Description of the task: Output every entry exactly as given.

Information provided:
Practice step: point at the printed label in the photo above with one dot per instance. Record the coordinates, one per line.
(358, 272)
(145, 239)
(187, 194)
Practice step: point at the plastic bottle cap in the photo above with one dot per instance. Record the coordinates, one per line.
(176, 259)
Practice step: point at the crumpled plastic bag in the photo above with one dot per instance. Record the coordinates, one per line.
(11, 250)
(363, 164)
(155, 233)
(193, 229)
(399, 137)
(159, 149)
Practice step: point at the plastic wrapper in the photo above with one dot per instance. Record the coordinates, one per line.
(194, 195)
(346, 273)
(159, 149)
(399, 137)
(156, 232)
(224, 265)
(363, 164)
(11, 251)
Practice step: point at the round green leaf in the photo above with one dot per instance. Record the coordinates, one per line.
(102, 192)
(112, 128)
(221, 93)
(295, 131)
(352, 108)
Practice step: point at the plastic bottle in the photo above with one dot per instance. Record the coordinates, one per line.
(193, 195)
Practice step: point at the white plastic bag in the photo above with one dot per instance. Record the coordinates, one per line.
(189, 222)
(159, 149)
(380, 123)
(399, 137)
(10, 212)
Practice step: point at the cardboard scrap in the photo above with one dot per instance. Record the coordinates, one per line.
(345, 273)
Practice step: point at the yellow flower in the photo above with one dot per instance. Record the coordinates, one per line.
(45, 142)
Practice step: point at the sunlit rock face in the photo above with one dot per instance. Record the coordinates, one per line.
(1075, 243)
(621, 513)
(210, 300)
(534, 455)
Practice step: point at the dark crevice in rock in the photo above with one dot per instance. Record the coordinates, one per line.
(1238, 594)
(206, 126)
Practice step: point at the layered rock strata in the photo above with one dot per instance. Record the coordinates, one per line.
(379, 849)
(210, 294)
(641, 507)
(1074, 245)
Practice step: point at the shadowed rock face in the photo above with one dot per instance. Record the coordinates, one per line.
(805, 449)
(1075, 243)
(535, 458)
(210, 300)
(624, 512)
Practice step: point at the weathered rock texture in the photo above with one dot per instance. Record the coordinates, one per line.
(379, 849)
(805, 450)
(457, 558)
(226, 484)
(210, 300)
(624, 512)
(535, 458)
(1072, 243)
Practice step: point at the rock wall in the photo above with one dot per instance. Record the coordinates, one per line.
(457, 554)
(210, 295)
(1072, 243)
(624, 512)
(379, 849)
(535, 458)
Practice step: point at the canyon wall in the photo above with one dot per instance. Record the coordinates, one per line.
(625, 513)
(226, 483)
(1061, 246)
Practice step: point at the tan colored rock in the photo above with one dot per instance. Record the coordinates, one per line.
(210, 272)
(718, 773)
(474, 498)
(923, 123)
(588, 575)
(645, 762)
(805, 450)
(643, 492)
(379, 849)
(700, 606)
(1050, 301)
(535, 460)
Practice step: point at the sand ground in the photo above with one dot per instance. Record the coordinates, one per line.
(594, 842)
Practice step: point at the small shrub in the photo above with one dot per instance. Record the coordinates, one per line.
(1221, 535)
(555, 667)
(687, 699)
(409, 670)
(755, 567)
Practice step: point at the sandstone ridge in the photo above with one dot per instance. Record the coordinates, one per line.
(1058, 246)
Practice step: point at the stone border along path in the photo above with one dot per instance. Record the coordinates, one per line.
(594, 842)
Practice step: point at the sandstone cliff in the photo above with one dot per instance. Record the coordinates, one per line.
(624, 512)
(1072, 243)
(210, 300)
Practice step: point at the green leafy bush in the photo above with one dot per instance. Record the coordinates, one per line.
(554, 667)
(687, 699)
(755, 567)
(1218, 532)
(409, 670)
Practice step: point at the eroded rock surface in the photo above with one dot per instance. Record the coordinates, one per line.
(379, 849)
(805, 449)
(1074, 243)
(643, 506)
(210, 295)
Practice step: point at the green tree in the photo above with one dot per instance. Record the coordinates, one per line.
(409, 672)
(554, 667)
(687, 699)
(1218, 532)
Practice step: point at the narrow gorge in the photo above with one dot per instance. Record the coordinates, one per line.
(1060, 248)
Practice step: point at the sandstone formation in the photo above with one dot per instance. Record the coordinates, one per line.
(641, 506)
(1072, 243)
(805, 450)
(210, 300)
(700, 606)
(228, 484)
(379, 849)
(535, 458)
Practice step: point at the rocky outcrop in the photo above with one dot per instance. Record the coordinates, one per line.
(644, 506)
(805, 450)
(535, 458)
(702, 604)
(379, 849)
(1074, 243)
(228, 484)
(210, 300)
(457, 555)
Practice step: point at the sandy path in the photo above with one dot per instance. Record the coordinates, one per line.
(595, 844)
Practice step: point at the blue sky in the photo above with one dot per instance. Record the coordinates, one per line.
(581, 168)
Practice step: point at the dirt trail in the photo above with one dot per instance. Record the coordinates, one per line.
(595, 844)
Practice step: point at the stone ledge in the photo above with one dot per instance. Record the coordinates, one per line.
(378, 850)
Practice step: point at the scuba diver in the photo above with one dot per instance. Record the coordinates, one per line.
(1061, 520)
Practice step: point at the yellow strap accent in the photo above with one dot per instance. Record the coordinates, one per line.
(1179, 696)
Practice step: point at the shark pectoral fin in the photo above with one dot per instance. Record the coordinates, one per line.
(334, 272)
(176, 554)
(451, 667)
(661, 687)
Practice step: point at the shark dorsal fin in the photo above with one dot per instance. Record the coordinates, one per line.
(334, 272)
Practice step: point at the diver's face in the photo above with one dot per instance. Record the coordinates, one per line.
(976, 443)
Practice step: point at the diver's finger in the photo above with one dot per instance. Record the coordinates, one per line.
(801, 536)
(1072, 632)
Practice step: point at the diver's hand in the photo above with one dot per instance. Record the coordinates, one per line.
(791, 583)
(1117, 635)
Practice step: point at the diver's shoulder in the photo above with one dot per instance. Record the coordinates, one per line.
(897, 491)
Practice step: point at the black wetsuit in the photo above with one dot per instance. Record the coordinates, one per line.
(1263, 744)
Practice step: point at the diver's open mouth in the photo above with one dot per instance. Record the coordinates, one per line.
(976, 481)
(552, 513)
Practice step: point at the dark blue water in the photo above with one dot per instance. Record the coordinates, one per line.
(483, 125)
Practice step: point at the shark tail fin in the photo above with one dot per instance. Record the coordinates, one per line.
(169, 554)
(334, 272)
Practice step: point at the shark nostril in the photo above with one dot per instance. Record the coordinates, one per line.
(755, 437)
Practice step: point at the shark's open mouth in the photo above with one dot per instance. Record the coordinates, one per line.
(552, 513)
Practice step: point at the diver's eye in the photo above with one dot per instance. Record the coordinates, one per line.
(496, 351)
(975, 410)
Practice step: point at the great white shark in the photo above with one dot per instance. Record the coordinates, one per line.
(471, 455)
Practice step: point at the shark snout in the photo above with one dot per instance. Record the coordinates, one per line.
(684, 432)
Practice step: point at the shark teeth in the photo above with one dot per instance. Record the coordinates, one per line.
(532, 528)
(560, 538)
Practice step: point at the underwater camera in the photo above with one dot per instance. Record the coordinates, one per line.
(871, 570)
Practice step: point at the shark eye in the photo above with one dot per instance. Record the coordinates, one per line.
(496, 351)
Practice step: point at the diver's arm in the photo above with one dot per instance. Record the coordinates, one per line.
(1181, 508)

Reply:
Practice step: point at the printed label in the photo above with one dot per instance. Record the coordinates, one per line.
(358, 272)
(145, 239)
(187, 194)
Practice step: point at the plastic bottle cap in the photo above with one dot per instance. Record the coordinates, one per line.
(176, 259)
Practice step: point at the crumpled plastic bag in the photo above with one dot per instance. Record the coordinates, one per line.
(11, 250)
(363, 164)
(155, 233)
(193, 229)
(399, 137)
(159, 149)
Practice step: point at the plastic wrapper in the photo above with one dot per instance. Record the coordinates, one per line.
(194, 195)
(346, 273)
(159, 149)
(399, 137)
(156, 232)
(224, 265)
(363, 164)
(11, 251)
Practice step: point at the round green leaf in the photo above with one dot per instance. Record the coordinates, one per line.
(102, 192)
(112, 128)
(221, 93)
(295, 131)
(352, 108)
Practice step: point at the plastic bottle in the photo above with one dot per instance. Record the coordinates, one per line.
(193, 195)
Practice step: point at the white plastic bag in the photo above with one dot per instance. Record the coordinates, one per line.
(189, 222)
(159, 149)
(380, 123)
(399, 137)
(10, 212)
Practice step: point at the cardboard scrap in the photo above with one dot per instance. Record the coordinates, one per line.
(345, 273)
Practice step: point at the yellow flower in the photo above with one dot per instance. Record the coordinates, one per line.
(45, 142)
Practice step: point at the sunlit rock face in the photo above with one dot per instance. Record the coordinates, one per line.
(1075, 243)
(621, 513)
(210, 300)
(534, 455)
Practice step: point at the dark crevice in rock in the photo above with one dot per instance. Record the coordinates, one per line.
(1238, 594)
(206, 126)
Practice step: point at the layered rock strata in the photo above with one dot per instance. Record the coordinates, one per line.
(379, 849)
(210, 294)
(641, 507)
(1074, 245)
Practice step: point at the shadowed rock face in the photo above with one dot per instance. Record the coordinates, one per line.
(805, 449)
(1075, 243)
(535, 458)
(210, 300)
(624, 512)
Practice step: point at the weathered rock texture in the photo above with one dot per instance. Record the coordinates, one per line.
(379, 849)
(805, 450)
(457, 558)
(226, 484)
(210, 300)
(624, 512)
(535, 458)
(1072, 243)
Practice step: point at the rock wall in the photo above with one dot per instance. Record the coordinates, one per line.
(457, 554)
(210, 295)
(1072, 243)
(624, 512)
(379, 849)
(535, 458)
Practice step: point at the canyon wall in the photo above with one dot per instance. Record the coordinates, one per line.
(625, 513)
(226, 483)
(1061, 246)
Practice step: point at the tan colored rock in the photo above with one dot per instance. Record the coordinates, one per line.
(210, 272)
(718, 773)
(474, 498)
(923, 123)
(588, 575)
(645, 762)
(805, 450)
(643, 492)
(379, 849)
(700, 606)
(1050, 301)
(535, 460)
Practice step: point at the sand ground in the photo above with one dot per instance. Record the coordinates, one per line.
(594, 842)
Practice step: point at the small shrub in the photo above with one dot per instance. Record the coordinates, one per line.
(1221, 535)
(555, 667)
(687, 699)
(409, 670)
(755, 567)
Practice step: point at the sandstone ridge in the photo above with one dot per instance. Record the coordinates, one per line.
(1058, 246)
Practice step: point at the stone border along path in the photo above with one dot per instance. Record the coordinates, one per line.
(594, 842)
Practice step: point at the sandstone cliff in the photo above with one dot per instance. Record the coordinates, one per line.
(624, 512)
(1072, 243)
(210, 300)
Practice step: point at the green leafy bush in the photo above with one dot per instance. Record the coordinates, one per line.
(554, 667)
(687, 699)
(755, 567)
(1218, 532)
(409, 670)
Practice step: point at the eroded rock surface in the photo above with one dot per instance. Record the coordinates, one per line.
(379, 849)
(805, 449)
(1074, 243)
(643, 506)
(210, 295)
Practice step: point at the green tree in the photo above with one dot per instance. Record the coordinates, one per line.
(409, 672)
(554, 667)
(687, 699)
(1218, 532)
Practice step: point at the narrow gorge in the photo above with one dot per instance. Record the coordinates, one per line.
(1060, 248)
Practice step: point at the sandstone formation in the photo above with one dot per instance. Record the coordinates, one per line.
(641, 506)
(1072, 243)
(805, 450)
(210, 300)
(700, 606)
(228, 484)
(379, 849)
(535, 458)
Practice step: point at the rocky outcrop in the photo above with one dot per instance. Record the coordinates, one per line.
(644, 506)
(805, 450)
(535, 458)
(702, 604)
(379, 849)
(1074, 243)
(228, 484)
(210, 300)
(457, 555)
Practice step: point at the sandy path in the photo above with one dot per instance. Record the coordinates, one per line.
(595, 844)
Practice step: point at the blue sky in the photo above with one dot per instance. Record the coordinates, one per line.
(581, 168)
Practice step: point at the dirt trail in the photo above with one dot per instance. Record the coordinates, one per line.
(595, 844)
Practice step: point at the stone ledge in the photo above with one dot per instance. Record the coordinates, one per line.
(378, 850)
Practice step: point at the scuba diver in the photo above with one dot per instance. Record the coordinates, one per line.
(1061, 520)
Practice step: point at the yellow strap accent in the photo above with one dot per instance. Record the coordinates, one per line.
(1179, 696)
Practice step: point at the shark pectoral fin in the photo above with one dot per instance. Record the coordinates, one per line.
(334, 272)
(176, 554)
(451, 667)
(661, 687)
Practice step: point at the shark dorsal fin in the photo above with one dot per instance. Record the coordinates, one per line.
(334, 272)
Practice step: point at the diver's face in the photo above with one dot per instance. Record the coordinates, one per line.
(976, 443)
Practice step: point at the diver's finger in the photo above with one dot per instance. Record the coordinates, one per line.
(801, 536)
(1072, 632)
Practice step: point at the diver's hand in the photo above with one dot per instance. Record the coordinates, one per line.
(791, 583)
(1117, 635)
Practice step: point at the diver's shoulder in the photo above with one dot per instance. Record the coordinates, one per line.
(897, 491)
Practice step: point at the black wetsuit in the photo above with one dot per instance. Record the coordinates, one per line.
(1263, 744)
Practice step: point at the diver's open mouth in the photo above with one dot per instance. Record the coordinates, one per line.
(976, 481)
(552, 513)
Practice step: point at the dark blue water in the photo above with one dot per instance. Record the coordinates, one per line.
(483, 125)
Practice step: point at the shark tail fin in the photo above with one dot per instance. Record the coordinates, one per line.
(169, 554)
(334, 272)
Practice step: point at the shark nostril in the photo above with one dot per instance. Record the coordinates, one per line.
(755, 437)
Practice step: point at the shark's open mouth in the photo above with one dot per instance. Record the coordinates, one per line.
(552, 513)
Practice step: point at the diver's eye in the photo above with one dot per instance. Record the coordinates, one per line.
(496, 351)
(975, 410)
Practice step: point at the great white shark in the photo above with one dot per instance. Record the coordinates, one per line.
(471, 455)
Practice step: point at the shark snout in the photo above with one dot per instance. Record the coordinates, one per line.
(684, 432)
Practice step: point at the shark teeth in the photo above with one dot per instance. Record the coordinates, one per line.
(532, 528)
(560, 538)
Practice step: point at the underwater camera in the photo above with one dot per instance. Record the coordinates, one per line.
(871, 570)
Practice step: point at the shark eye in the photo above with one dot per instance. Record the coordinates, one per line.
(496, 351)
Practice step: point at the diver's arm in the photo above with one dot per instance. Record the coordinates, one per line.
(1181, 508)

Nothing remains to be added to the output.